### Provided passage
Segment Open

The letter said the groups’ researchers have identified a similar network of devices in California, finding about 40 license plate readers in San Diego and Imperial counties, both of which border Mexico. More than two dozen of the plate readers identified by the groups were hidden in construction barrels.
They could not determine of the ownership of every device, but the groups said in the letter that they obtained some permits from the California Department of Transportation, showing both the Border Patrol and Drug Enforcement Administration had applied for permission to place readers along state highways. DEA shares its license plate reader data with Border Patrol, documents show.
The letter cited the AP’s reporting, which found that Border Patrol uses a network of cameras to scan and record vehicle license plate information. An algorithm flags vehicles deemed suspicious based on where they came from, where they were going and which route they took. Agents appeared to be looking for vehicles making short trips to the border region, claiming that such travel is indicative of potential drug or human smuggling.

Segment Closed

### What you are asked to do
Reproduce the stretch of the license plate reader passage from "They could not" through "or human smuggling.", word for word.

### Data section

Segment Open

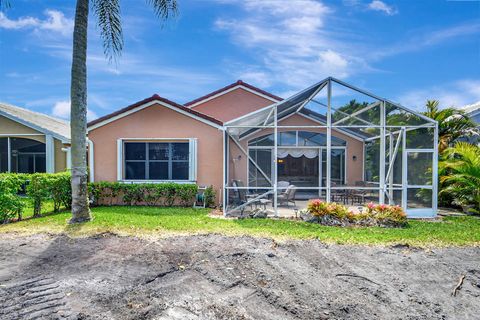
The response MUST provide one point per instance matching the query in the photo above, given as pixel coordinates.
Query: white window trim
(192, 159)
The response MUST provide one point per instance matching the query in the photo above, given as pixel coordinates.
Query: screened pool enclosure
(335, 142)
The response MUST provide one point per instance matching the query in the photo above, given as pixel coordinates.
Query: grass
(154, 221)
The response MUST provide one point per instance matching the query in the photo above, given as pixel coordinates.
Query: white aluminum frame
(385, 186)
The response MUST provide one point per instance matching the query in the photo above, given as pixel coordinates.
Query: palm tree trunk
(78, 115)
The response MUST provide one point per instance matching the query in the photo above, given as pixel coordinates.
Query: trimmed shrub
(186, 194)
(60, 190)
(38, 190)
(11, 204)
(210, 196)
(331, 213)
(151, 194)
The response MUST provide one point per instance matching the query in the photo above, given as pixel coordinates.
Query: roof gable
(149, 102)
(40, 122)
(238, 84)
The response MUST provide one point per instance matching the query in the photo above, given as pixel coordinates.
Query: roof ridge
(230, 86)
(150, 99)
(36, 112)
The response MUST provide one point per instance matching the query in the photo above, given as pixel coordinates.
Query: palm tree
(108, 17)
(460, 174)
(452, 124)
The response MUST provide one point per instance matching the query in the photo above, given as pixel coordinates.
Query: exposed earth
(218, 277)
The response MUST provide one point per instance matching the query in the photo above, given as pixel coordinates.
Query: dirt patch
(218, 277)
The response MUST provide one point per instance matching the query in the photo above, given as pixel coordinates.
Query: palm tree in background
(108, 17)
(460, 174)
(452, 124)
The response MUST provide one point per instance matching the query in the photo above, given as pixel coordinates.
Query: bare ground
(217, 277)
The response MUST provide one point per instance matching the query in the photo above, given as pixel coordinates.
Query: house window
(22, 155)
(157, 160)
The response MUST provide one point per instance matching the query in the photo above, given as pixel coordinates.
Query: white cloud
(291, 42)
(377, 5)
(55, 22)
(61, 109)
(457, 94)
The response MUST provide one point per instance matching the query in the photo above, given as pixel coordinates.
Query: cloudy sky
(407, 51)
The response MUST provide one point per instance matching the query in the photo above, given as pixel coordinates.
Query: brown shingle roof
(237, 83)
(150, 99)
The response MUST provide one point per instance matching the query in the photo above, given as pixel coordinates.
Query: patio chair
(338, 195)
(282, 185)
(359, 195)
(287, 196)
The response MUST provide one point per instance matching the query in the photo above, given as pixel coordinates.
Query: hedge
(150, 194)
(40, 187)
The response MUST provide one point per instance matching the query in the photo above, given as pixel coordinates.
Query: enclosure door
(418, 190)
(337, 173)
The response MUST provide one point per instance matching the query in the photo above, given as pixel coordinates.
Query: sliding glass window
(156, 160)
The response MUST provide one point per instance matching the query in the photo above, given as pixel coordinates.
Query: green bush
(11, 204)
(38, 190)
(151, 194)
(210, 197)
(60, 190)
(186, 193)
(332, 213)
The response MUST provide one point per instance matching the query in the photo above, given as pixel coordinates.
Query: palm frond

Segment Closed

### Output
They could not determine of the ownership of every device, but the groups said in the letter that they obtained some permits from the California Department of Transportation, showing both the Border Patrol and Drug Enforcement Administration had applied for permission to place readers along state highways. DEA shares its license plate reader data with Border Patrol, documents show.
The letter cited the AP’s reporting, which found that Border Patrol uses a network of cameras to scan and record vehicle license plate information. An algorithm flags vehicles deemed suspicious based on where they came from, where they were going and which route they took. Agents appeared to be looking for vehicles making short trips to the border region, claiming that such travel is indicative of potential drug or human smuggling.